Start of PAGE

We used the tool in this way to expose students to a practical, AI-supported workflow that reflects real-world developments in research evaluation. Our rationale was that reproducibility is a cornerstone of research integrity—and as AI becomes more embedded in research processes, students should learn to engage with it critically rather than passively adopt its outputs. 

The benefits were twofold. For students, the tool offered a structured, transparent way to interrogate methodological quality while engaging directly with AI-generated outputs. Many reported that the checklist and quote-based feedback helped them see gaps in papers they would have otherwise missed. For instructors and the research team, student feedback helped us rapidly improve the system—leading to a major redesign of the interface, enhanced traceability, and clearer applicability logic. 

Challenges included early-stage technical issues (eg lag, broken links, confusing UI), as well as scope ambiguity (eg were we evaluating one study or multiple?). These were addressed in a complete refactor of the platform from HTML to React, with the addition of a built-in PDF viewer and improved domain/item guidance. 

One key lesson was that students make excellent co-designers. Their feedback shaped tool development more than we anticipated. We also learned that traceability is not just a technical feature—it is essential for trust and learning. 

Looking ahead, we aim to expand the Reproducibility Analyser into additional workshops and explore integrations with institutional tools. The approach is already informing other AI-supported assessment systems, including one for EdTech evidence synthesis and another (in collaboration with CSC Finland) for evaluating data management plans. We see this as the beginning of a broader shift toward AI-literate, critically engaged research education.

End of PAGE
Start of MATERIAL SUPPLIED

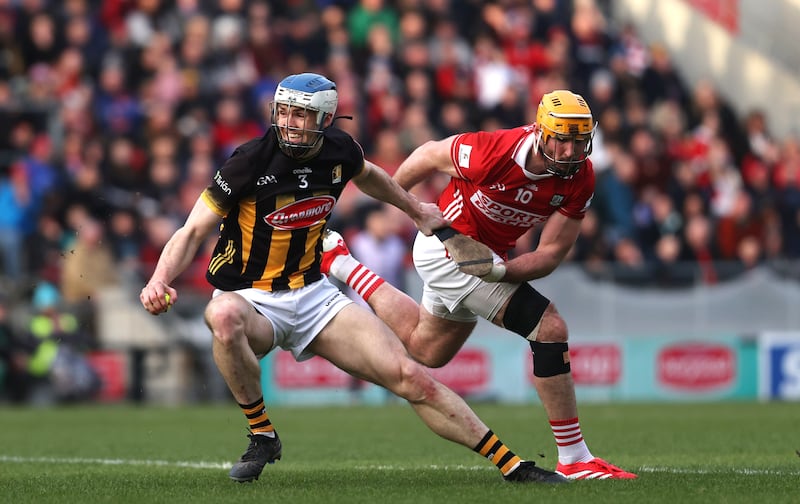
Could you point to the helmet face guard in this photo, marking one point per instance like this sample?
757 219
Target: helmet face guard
565 117
308 96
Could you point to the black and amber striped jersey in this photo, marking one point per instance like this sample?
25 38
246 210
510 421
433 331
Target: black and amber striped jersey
274 211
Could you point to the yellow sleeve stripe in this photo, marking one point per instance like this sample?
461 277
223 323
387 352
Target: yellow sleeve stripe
211 204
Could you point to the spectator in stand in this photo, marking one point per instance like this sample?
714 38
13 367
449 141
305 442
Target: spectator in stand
787 187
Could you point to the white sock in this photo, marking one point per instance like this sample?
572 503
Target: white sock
571 446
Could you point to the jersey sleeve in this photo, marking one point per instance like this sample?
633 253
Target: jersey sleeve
230 183
474 154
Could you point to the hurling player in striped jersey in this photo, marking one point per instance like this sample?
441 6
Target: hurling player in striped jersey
502 184
268 206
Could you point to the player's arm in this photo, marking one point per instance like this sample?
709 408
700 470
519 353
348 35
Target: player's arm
374 181
177 255
557 237
424 161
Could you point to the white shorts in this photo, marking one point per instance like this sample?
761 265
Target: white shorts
297 315
451 294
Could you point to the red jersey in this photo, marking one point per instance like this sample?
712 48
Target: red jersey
496 201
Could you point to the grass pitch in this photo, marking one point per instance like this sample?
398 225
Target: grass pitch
705 453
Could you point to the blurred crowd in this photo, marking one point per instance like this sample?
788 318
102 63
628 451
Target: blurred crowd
114 115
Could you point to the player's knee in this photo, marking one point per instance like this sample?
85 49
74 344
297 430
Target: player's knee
413 383
553 328
525 312
427 356
225 316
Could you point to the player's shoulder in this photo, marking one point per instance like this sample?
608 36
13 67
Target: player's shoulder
255 147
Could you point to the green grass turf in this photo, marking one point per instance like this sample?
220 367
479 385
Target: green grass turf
724 452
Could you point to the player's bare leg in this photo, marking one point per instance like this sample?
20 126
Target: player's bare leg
240 335
431 340
362 345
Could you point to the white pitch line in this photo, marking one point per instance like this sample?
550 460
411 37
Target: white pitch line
132 462
227 465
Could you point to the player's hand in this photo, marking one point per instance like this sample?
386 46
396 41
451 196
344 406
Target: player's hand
157 297
430 218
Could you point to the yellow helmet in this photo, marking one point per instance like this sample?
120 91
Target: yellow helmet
565 116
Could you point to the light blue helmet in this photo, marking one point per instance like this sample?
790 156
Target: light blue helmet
308 91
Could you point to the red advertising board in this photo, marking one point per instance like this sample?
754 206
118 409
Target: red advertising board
696 366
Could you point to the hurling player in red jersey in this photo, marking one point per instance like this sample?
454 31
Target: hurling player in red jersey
502 184
273 197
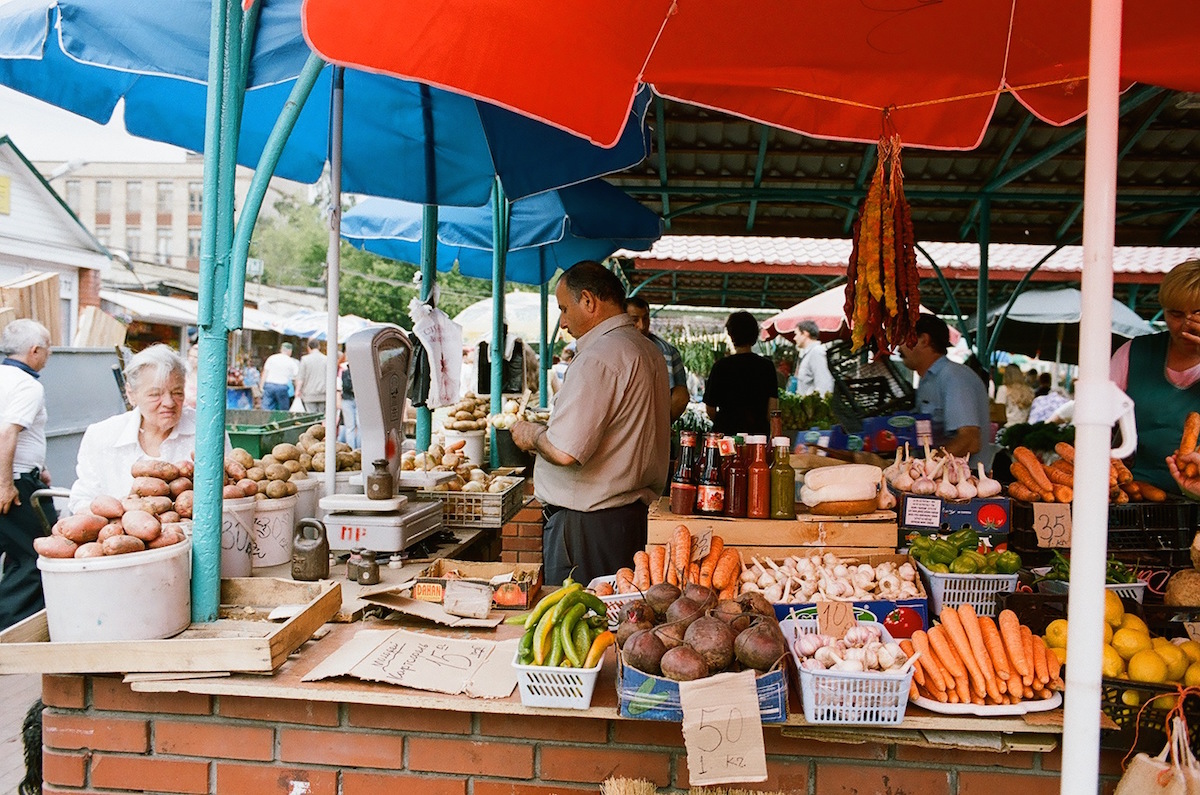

End of MATERIAL SUPPLIED

PROBLEM SET:
1. List the early-stage technical issues that the passage on the Reproducibility Analyser gives as examples.
2. According to the passage on the Reproducibility Analyser, what does the system built in collaboration with CSC Finland evaluate?
The data has no role in this work.

ANSWER SET:
1. Lag, broken links, and a confusing UI.

2. Data management plans.